TO DO »
1) Name every place where fighting took place that the Civil War tactics discussion mentions.
2) According to the Civil War tactics discussion, how long did the trench warfare at Petersburg last?
3) Resume the Civil War tactics discussion after its last sentence.
Start of DOCUMENT EXTRACT
Tactics In War

Sometimes I watch these documentaries/movies about the Civil War, and in their war scenes (if they are actually depicting them how they really fought), why is it that the troops are all in a line, shooting each other in plain view? Isn’t that sorta…stupid? :confused:

Why wouldn’t they try hiding behind trees and shooting at each other?

That is how war was fought back then. It was considered cowardly to hide behind a tree.

Because the guns at the time were inaccurate. Massed volley fire ensured you hit something.

The civil war saw the end of fighting like that.

A warfare almost as bad was picked up.

Trench warfare.

thanks for the replies. :slight_smile:

In trench warfare (as I understand it), didn’t they haveat least some sort of cover, though? The trench itself?

It was the only way large groups of men could be directed by a central command without the use of radio communications. Shooting at the enemy from behind hedgerows and the like was dastardly and ungentlemanly. It was not the way a decent chap fights a war but rather the behaviour of what one would today call a terrorist.

Mostly they did use cover - at least the defenders did. As much as possible, the side defending a position would take advantage of trees, fences, farm walls, or whatever. If they had some time available, they would dig trenches and make spiked defenses out of tree trunks.

Sometimes attackers had to cross open country to get to the defending side. When this was done against a dug-in opponent - e.g. Pickett’s Charge at Gettysburg, or Grant’s assaults at Cold Harbor - the result was usually a disaster for the attackers.

As the war went on, the tactic of digging in became more and more prevalent, because it worked. The end result was the 10 months of trench warfare at Petersburg that terminated the war.
End of DOCUMENT EXTRACT
Start of PROVIDED MATERIAL
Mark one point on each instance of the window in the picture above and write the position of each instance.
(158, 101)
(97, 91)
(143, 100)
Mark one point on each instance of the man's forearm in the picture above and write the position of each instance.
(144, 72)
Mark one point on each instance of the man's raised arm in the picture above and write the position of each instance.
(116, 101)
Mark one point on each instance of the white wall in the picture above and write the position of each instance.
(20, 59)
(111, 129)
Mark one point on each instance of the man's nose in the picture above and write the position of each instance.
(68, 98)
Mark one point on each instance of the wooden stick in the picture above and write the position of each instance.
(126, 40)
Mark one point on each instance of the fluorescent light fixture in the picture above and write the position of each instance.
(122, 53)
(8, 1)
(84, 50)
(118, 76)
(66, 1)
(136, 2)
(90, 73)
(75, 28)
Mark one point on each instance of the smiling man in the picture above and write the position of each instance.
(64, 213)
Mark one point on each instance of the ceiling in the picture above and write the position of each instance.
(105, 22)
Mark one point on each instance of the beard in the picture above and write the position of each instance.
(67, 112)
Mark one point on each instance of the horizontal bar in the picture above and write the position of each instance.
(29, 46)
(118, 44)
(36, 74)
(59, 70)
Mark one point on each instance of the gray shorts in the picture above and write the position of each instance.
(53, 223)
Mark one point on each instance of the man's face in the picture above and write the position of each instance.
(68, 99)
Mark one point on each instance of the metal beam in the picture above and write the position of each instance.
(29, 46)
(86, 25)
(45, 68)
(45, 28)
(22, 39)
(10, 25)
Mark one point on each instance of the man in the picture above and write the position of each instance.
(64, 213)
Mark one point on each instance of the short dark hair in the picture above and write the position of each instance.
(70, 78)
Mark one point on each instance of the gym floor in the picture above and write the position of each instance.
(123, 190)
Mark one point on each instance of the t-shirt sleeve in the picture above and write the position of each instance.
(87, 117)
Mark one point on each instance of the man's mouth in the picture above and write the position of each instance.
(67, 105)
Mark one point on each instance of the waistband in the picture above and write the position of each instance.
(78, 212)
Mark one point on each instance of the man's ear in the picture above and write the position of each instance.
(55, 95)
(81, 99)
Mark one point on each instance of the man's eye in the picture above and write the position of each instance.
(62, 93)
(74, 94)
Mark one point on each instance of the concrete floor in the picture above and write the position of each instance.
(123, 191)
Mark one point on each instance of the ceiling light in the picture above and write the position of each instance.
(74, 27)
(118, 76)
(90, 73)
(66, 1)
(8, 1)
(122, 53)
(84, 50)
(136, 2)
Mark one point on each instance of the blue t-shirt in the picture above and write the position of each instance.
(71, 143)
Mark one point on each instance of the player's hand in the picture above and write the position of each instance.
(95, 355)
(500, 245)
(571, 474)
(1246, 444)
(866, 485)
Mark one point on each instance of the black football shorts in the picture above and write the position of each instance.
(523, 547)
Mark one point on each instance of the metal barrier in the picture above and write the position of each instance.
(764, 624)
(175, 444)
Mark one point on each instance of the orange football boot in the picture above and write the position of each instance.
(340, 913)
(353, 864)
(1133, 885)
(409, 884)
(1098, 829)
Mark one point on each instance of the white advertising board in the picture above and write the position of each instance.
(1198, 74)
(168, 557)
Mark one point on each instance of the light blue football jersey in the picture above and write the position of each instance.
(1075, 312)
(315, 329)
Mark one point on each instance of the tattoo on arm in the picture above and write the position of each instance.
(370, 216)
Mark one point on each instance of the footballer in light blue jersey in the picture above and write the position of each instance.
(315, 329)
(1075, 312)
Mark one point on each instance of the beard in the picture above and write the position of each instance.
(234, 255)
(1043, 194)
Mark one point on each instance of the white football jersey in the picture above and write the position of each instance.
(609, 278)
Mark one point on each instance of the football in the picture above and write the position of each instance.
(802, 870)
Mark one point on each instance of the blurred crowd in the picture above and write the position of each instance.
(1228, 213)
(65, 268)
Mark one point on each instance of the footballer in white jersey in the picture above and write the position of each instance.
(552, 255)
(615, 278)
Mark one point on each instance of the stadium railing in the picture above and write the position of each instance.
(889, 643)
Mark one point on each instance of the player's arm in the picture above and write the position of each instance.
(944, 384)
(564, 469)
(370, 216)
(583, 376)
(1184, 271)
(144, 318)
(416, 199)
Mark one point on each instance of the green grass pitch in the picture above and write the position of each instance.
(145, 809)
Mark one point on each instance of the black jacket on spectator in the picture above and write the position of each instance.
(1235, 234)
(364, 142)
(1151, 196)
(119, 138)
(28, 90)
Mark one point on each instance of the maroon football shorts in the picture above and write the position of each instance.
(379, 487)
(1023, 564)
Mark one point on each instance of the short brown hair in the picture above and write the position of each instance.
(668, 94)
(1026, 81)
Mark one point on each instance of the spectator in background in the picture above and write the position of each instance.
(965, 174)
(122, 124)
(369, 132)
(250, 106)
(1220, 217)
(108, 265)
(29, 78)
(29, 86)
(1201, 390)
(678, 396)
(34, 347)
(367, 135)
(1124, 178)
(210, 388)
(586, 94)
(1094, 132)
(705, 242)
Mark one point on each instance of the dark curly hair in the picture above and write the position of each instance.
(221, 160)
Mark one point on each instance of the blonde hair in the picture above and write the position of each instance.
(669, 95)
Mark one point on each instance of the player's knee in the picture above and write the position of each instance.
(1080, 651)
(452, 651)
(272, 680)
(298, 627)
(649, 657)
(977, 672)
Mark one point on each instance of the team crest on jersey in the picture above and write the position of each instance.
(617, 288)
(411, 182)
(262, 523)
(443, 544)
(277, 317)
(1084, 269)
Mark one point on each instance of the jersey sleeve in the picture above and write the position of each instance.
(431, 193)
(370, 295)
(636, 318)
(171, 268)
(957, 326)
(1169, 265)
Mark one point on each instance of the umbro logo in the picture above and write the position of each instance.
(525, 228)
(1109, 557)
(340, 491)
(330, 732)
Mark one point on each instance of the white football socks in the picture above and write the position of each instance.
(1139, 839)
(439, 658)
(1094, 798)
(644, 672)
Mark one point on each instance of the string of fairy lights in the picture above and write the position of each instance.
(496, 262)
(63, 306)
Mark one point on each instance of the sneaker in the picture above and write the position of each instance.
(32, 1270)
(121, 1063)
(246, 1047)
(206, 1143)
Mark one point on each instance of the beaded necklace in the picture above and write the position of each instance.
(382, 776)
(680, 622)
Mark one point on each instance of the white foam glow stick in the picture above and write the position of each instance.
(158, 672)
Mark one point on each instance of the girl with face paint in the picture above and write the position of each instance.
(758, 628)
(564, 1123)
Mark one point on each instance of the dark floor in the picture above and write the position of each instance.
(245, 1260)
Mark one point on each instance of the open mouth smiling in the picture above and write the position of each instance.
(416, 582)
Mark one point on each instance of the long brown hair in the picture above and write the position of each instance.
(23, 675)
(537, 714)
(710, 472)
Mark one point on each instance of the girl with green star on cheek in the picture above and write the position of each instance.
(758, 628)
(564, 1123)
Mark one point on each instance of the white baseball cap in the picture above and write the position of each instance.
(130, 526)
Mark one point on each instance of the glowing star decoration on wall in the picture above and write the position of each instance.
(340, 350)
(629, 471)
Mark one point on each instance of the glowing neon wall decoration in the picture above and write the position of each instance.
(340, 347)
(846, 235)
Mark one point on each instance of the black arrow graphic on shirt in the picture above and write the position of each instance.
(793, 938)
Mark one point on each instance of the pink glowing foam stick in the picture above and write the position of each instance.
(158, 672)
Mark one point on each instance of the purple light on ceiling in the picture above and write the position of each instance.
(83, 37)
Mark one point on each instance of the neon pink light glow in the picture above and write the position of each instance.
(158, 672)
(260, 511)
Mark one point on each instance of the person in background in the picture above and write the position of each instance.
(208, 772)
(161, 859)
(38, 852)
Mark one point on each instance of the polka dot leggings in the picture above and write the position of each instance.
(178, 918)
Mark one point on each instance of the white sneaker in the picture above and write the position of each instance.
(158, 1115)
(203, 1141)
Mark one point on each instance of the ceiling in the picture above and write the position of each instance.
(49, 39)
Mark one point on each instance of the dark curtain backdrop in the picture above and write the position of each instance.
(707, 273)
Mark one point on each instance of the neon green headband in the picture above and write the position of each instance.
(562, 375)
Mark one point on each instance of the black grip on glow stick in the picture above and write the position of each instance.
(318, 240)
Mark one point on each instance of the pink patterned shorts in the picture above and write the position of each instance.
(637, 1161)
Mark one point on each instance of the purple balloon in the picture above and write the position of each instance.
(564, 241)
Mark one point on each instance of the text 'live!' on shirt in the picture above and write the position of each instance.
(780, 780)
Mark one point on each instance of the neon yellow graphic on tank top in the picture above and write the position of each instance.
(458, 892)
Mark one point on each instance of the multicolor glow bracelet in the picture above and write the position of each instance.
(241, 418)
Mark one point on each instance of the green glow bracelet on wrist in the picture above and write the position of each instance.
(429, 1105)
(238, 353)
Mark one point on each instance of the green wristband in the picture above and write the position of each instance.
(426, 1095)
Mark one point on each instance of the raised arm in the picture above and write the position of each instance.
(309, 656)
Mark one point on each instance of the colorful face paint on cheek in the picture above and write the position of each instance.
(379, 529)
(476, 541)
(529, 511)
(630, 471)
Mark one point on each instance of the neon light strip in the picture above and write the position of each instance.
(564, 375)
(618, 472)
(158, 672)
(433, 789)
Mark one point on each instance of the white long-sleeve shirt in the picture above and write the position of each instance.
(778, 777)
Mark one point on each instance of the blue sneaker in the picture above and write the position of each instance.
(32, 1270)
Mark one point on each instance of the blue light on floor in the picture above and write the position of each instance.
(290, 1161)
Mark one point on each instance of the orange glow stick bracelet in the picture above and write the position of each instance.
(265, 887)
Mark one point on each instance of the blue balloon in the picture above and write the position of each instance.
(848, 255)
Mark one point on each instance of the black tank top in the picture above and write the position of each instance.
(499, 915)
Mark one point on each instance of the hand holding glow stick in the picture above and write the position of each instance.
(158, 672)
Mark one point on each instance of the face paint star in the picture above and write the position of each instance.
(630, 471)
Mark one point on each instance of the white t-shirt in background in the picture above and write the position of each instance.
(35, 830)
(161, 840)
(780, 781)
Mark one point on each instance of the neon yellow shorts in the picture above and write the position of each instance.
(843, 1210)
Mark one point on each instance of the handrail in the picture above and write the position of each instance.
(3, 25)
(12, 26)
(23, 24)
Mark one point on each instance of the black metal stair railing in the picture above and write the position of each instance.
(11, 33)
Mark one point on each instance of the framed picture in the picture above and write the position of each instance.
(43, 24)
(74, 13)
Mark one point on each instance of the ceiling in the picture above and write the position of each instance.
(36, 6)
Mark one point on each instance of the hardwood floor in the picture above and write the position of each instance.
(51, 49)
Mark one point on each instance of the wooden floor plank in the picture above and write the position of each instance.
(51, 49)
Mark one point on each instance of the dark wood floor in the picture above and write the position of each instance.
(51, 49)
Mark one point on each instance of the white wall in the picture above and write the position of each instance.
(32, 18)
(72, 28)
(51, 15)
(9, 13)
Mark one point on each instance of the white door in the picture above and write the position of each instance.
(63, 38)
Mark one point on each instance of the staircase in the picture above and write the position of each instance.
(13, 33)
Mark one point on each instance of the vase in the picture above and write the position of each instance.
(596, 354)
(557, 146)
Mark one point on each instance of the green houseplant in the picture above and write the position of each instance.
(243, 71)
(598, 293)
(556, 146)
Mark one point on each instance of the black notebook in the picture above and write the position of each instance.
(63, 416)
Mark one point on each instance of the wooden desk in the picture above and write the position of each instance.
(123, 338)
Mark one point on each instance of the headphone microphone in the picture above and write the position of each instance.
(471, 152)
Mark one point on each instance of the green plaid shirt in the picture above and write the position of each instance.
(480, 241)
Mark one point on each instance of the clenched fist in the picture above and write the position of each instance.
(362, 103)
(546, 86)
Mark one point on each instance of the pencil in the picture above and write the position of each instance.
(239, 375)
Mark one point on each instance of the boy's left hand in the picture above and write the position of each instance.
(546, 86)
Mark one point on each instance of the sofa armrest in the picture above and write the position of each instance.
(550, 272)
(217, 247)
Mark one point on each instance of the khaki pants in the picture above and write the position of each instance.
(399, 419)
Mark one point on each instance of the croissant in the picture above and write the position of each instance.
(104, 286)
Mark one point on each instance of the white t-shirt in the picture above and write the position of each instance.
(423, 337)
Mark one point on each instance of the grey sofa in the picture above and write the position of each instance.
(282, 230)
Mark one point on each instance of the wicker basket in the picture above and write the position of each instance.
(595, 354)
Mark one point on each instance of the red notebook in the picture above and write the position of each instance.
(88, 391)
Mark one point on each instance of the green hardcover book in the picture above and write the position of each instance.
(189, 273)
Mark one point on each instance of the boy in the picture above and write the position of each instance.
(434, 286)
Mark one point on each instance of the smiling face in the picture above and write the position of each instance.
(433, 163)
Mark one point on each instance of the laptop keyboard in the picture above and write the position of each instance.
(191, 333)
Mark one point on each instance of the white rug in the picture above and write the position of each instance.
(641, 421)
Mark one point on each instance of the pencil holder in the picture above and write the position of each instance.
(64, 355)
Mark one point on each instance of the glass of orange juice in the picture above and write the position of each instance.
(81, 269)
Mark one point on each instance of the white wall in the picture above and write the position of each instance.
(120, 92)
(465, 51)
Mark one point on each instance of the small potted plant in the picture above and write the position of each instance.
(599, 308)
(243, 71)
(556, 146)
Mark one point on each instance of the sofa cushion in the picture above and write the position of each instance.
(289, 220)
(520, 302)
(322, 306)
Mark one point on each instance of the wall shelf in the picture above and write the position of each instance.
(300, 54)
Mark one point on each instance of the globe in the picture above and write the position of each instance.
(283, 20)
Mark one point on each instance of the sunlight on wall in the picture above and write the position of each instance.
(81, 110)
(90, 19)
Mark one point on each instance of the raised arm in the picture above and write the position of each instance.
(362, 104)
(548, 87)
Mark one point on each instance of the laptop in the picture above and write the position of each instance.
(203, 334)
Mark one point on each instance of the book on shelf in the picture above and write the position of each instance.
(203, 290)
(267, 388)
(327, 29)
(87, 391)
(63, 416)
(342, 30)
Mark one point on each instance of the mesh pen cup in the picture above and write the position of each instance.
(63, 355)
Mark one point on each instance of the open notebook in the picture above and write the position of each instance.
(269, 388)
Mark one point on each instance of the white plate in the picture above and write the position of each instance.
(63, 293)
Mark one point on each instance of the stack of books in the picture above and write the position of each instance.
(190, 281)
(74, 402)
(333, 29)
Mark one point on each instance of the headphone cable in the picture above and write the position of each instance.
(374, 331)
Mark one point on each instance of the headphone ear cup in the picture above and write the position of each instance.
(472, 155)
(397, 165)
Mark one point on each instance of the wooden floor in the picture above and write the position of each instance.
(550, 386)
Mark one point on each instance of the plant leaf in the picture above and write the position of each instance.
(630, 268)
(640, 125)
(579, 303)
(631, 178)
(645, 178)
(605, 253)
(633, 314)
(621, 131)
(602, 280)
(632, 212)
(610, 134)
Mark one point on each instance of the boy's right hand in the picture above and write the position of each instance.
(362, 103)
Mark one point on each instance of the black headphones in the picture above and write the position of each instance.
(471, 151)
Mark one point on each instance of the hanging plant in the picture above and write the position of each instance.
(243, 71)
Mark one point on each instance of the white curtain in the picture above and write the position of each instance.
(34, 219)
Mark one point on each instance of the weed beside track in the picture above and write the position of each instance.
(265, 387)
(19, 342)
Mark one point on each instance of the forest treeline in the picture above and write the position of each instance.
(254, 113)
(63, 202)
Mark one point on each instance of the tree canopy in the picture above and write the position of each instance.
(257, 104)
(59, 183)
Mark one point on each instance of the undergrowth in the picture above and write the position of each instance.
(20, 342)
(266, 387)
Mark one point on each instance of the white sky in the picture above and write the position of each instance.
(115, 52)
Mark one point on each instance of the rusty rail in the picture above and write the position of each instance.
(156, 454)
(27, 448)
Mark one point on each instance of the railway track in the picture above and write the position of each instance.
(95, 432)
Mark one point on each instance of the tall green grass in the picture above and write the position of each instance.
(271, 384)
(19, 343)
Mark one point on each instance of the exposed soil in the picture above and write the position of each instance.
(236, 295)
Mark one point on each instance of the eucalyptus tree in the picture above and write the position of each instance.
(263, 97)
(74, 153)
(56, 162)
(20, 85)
End of PROVIDED MATERIAL
RESPONSES BY TASK »
1) Gettysburg, Cold Harbor, Petersburg

2) 10 months.

3)
Wasn’t there another thread exactly the same as this one?

I’m afraid this is just silly. We’re talking about armies in the tens of thousands. You can’t command an army in a forest, you can’t supply an army through a forest, and there aren’t enough trees in the world to enable tens of thousands of soldiers to hide behind while they are also trying to drive another army off a battlefield. It had very little to do with cowardice and everything to do with common sense.

That’s not to say that soldiers didn’t try to hide behind trees when possible, but you have no conception of the volume of fire during a Civil War battle. Trees were literally cut down by bullets.

Grant pioneered trench warfare during the long campaign to drive Lee out of Virginia. He started entrenching as soon as he took over command in the east, but stumbled badly at Cold Harbor. By the end of the war he mastered the discipline. Read any account of the battle of Petersburg. The lines there went for 53 miles.

Generals did learn from experience in the war. And the weapons themselves changed, in that Gatling guns and higher-powered, more accurate rifles made standard charges too deadly to secure victories.

Metaphorically, the Civil War started in the 18th century and finished in the 20th.

Also, spread out, dismounted troops are going to get slaughtered by cavalry. The rate of fire was something like 3-5 shots a minute, which is plenty of time for a bunch of guys on horse to come shoot you, stab you, or just trample you.

Actually, Rogers Rangers adopted the technique of firing from concealed positions. They were not the first. Warfare changes over time. The explanations concerning communication ar valid as well as the discussions of the need for volley fire. But it should be kept in mind that what is considered stupid today is not really the best way to judge the past. Many people who spent lifetimes studying the issues gave their best suggestions based on the information and experience they had. It is not really fair to judge them based on information that they did not have.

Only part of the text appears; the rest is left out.